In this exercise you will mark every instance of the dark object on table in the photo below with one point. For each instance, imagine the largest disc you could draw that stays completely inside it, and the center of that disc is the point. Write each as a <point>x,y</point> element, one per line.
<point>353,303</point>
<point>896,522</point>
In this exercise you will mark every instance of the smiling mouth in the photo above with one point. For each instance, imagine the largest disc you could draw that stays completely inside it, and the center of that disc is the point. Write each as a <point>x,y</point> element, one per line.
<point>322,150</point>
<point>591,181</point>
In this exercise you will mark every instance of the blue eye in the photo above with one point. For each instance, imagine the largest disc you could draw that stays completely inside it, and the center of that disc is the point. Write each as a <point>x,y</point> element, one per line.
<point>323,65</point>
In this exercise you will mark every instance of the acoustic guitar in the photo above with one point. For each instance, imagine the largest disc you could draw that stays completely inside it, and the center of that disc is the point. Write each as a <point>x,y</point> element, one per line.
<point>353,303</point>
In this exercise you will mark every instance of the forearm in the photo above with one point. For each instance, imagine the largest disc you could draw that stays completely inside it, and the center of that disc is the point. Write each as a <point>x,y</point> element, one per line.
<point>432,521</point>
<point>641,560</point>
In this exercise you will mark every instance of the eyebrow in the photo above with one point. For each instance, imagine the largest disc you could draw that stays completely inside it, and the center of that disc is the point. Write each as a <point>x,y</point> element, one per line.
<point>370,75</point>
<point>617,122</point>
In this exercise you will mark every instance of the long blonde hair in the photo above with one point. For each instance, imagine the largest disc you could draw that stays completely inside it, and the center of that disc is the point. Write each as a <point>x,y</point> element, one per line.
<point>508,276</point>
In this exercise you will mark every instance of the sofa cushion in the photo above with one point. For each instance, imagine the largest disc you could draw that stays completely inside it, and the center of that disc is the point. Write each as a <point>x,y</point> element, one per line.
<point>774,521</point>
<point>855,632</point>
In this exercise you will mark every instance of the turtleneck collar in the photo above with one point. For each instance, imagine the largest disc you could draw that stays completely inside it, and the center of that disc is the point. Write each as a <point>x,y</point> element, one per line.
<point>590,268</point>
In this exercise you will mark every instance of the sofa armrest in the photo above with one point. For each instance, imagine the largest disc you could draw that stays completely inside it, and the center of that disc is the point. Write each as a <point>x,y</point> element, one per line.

WORK INSTRUCTION
Supply the entire listing above again, word for word.

ANSWER TO THIS EXERCISE
In this exercise you will mark every instance of the dark object on table in the photo below with one point. For each instance, imagine the largest disc you could draw that stays completely inside it, and the center of that disc is the point. Write each as a <point>x,y</point> element, one per line.
<point>353,303</point>
<point>896,522</point>
In this exercise you will mark every instance of the smiling mouth in the photo above with one point. For each instance, imagine the largest disc you could draw that stays completely inside it, and the center of that disc is the point. Write each as a <point>x,y</point> element, one per line.
<point>322,150</point>
<point>591,181</point>
In this exercise you will mark every instance of the blue eye in the photo above with one point. For each instance, imagine the largest disc you could draw that stays completely inside it, and the center of that disc is the point. Write each as a <point>x,y</point> element, one per line.
<point>323,65</point>
In this exercise you will mark every instance of the acoustic guitar in the photo above with one point. For each instance, imagine the largest disc you could draw that stays completely inside it, and the center of that disc is the point. Write each as a <point>x,y</point> element, one per line.
<point>353,303</point>
In this exercise you will mark every instance of the forearm in the photo above with one point. For each instance, imagine the largest disc you could draw that stays completely inside it, and the center of that disc is the point. Write each as a <point>x,y</point> element, one per line.
<point>432,521</point>
<point>641,560</point>
In this exercise you will mark every instance of the eyebrow in the photo above with one point. For each instance, imagine the largest disc you could draw that stays completely inside it, and the center of that disc is the point. Write each as a <point>x,y</point> element, one per line.
<point>370,75</point>
<point>617,122</point>
In this exercise you will mark every instance of the long blonde hair in the photo above with one point. For each instance, imagine the largest disc you could draw that stays completely inside it, and the center of that disc is the point. Write each as a <point>x,y</point> element, one per line.
<point>508,276</point>
In this exercise you will mark every instance of the sofa cushion in the photo above with one point. For each instance, imagine the largest disc you could draw that stays completely inside it, and the center of that disc is the point. Write each as a <point>x,y</point> element, one per line.
<point>774,521</point>
<point>855,632</point>
In this exercise you will mark every instance of the turtleneck collar in the photo above with one point. For each instance, imagine the largest disc you could draw that stays completely inside it, and the center of that disc is the point. Write each as a <point>x,y</point> element, one per line.
<point>590,268</point>
In this exercise you will mark every instance of the sofa armrest in the photo above with one point. For each instance, imagine the largest disc you could draw that stays completely inside it, and the center of that disc is the point. Write each as a <point>x,y</point> element, one per line.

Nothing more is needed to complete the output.